Turn the material below into a numbered list with one line per item, omitting blank lines and leaving out the pictures.

□ □ □ □ □

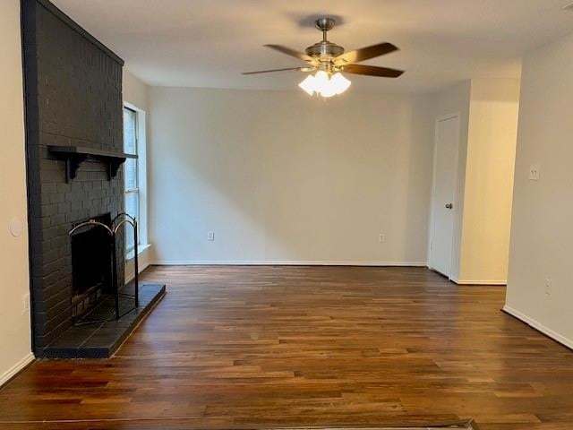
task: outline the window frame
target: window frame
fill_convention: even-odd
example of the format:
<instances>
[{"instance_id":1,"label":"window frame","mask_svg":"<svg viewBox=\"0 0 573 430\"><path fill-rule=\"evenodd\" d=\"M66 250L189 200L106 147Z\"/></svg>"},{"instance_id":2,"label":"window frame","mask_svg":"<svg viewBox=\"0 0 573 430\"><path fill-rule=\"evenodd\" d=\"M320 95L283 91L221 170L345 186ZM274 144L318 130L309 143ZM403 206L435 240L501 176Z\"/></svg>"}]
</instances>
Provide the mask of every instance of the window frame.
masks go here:
<instances>
[{"instance_id":1,"label":"window frame","mask_svg":"<svg viewBox=\"0 0 573 430\"><path fill-rule=\"evenodd\" d=\"M134 114L135 121L135 155L137 159L135 162L135 188L127 188L125 176L124 176L124 204L126 202L129 194L137 195L137 221L138 221L138 248L142 251L148 243L147 239L147 165L146 165L146 122L145 111L140 109L131 103L124 101L123 109L130 110ZM122 113L124 110L122 110ZM122 116L123 117L123 116ZM124 142L124 150L125 151L125 142ZM125 172L124 172L125 175ZM135 244L127 246L125 244L125 255L127 258L133 258Z\"/></svg>"}]
</instances>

□ □ □ □ □

== FINISHED EXERCISE ==
1. task: outline the window frame
2. target: window frame
3. fill_convention: even-odd
4. example of the format:
5. <instances>
6. [{"instance_id":1,"label":"window frame","mask_svg":"<svg viewBox=\"0 0 573 430\"><path fill-rule=\"evenodd\" d=\"M66 250L189 200L106 147Z\"/></svg>"},{"instance_id":2,"label":"window frame","mask_svg":"<svg viewBox=\"0 0 573 430\"><path fill-rule=\"evenodd\" d=\"M320 95L283 91L221 170L345 186ZM274 144L318 130L309 143ZM403 206L435 240L501 176Z\"/></svg>"}]
7. </instances>
8. Provide the mask of every instance of the window frame.
9. masks go here:
10. <instances>
11. [{"instance_id":1,"label":"window frame","mask_svg":"<svg viewBox=\"0 0 573 430\"><path fill-rule=\"evenodd\" d=\"M134 114L135 121L135 155L137 159L135 162L135 188L127 188L125 176L124 176L124 204L126 202L129 194L137 195L137 221L138 221L138 248L142 251L148 243L147 239L147 165L146 165L146 122L145 111L140 109L131 103L124 101L123 109L130 110ZM122 113L124 110L122 110ZM122 116L123 117L123 116ZM124 142L124 150L125 151L125 142ZM125 172L124 172L125 175ZM135 244L127 246L125 244L125 255L127 258L133 258Z\"/></svg>"}]
12. </instances>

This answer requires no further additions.